= TASK REQUIREMENTS =
Return every line of the records below verbatim, omitting the pictures.

-------- DATA RECORDS

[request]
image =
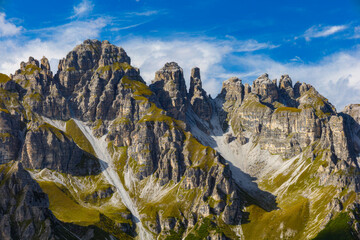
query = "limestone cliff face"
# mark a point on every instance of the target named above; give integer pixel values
(169, 86)
(139, 161)
(200, 102)
(51, 123)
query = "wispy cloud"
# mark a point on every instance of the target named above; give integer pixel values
(7, 28)
(83, 8)
(336, 76)
(54, 43)
(115, 29)
(210, 55)
(322, 31)
(145, 13)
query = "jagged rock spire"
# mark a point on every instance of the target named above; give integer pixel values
(170, 88)
(265, 88)
(199, 100)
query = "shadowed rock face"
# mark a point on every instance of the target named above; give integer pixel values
(177, 183)
(198, 98)
(169, 86)
(96, 84)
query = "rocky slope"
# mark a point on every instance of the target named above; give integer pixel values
(92, 152)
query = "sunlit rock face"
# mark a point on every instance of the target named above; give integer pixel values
(94, 150)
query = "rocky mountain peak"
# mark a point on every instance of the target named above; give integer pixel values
(195, 82)
(285, 82)
(232, 89)
(92, 54)
(170, 88)
(197, 95)
(265, 88)
(286, 89)
(354, 111)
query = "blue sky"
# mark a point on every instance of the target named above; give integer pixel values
(313, 41)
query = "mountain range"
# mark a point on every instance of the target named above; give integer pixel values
(93, 152)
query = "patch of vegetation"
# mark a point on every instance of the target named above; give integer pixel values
(98, 124)
(35, 96)
(111, 227)
(287, 109)
(30, 69)
(67, 209)
(175, 235)
(292, 217)
(47, 127)
(338, 228)
(124, 66)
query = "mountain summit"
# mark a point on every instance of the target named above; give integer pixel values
(92, 152)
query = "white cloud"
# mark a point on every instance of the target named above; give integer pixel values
(54, 43)
(7, 28)
(320, 31)
(151, 54)
(337, 77)
(83, 8)
(145, 13)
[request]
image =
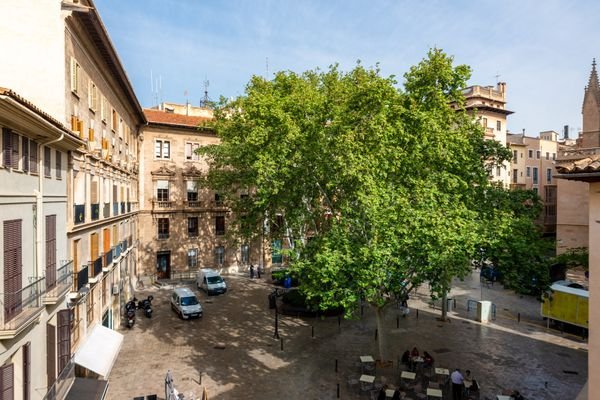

----------------

= TASK SOLUTION =
[request]
image =
query = "limestone cliff face"
# mark a point on every instance of the target named above; give integer pixel values
(169, 86)
(139, 161)
(200, 102)
(51, 123)
query = "wispy cloud"
# mark a point on every instance of the target named above; give integer pixel values
(7, 28)
(83, 8)
(336, 76)
(54, 43)
(115, 29)
(210, 55)
(322, 31)
(145, 13)
query = "jagged rock spire"
# mark a point on every instance of the target named above; give integer pixel values
(170, 88)
(265, 88)
(199, 100)
query = "shadowed rock face"
# mark a point on every instance of the target named above; give integer pixel values
(177, 183)
(198, 98)
(169, 86)
(96, 84)
query = "rocky slope"
# mark a point on every instance of the target named above; give integer pixel values
(92, 152)
query = "sunlit rock face"
# mark a point on every instance of the target named above; give integer pixel values
(94, 150)
query = "rocky mountain peak"
# mark a point on every instance of the target named above; give integer pixel values
(195, 82)
(285, 82)
(232, 89)
(92, 54)
(170, 88)
(197, 95)
(265, 88)
(286, 89)
(354, 111)
query = "blue sky"
# mark a point on every instance of the target named above; give integer pixel values
(313, 41)
query = "mountain range"
# mark a point on every instance of the target named above; give integer pixel values
(93, 152)
query = "patch of vegetation"
# mark a point on every instance of the target named above; give integer pixel values
(98, 124)
(35, 96)
(111, 227)
(287, 109)
(30, 69)
(67, 209)
(175, 235)
(292, 217)
(47, 127)
(338, 228)
(124, 66)
query = "mountain summit"
# mark a point on every instance of the target named above; give integer pixel values
(92, 152)
query = "white cloud"
# mark a point on every instance of the target named above; give integer pixel values
(54, 43)
(7, 28)
(320, 31)
(151, 54)
(337, 77)
(83, 8)
(145, 13)
[request]
image =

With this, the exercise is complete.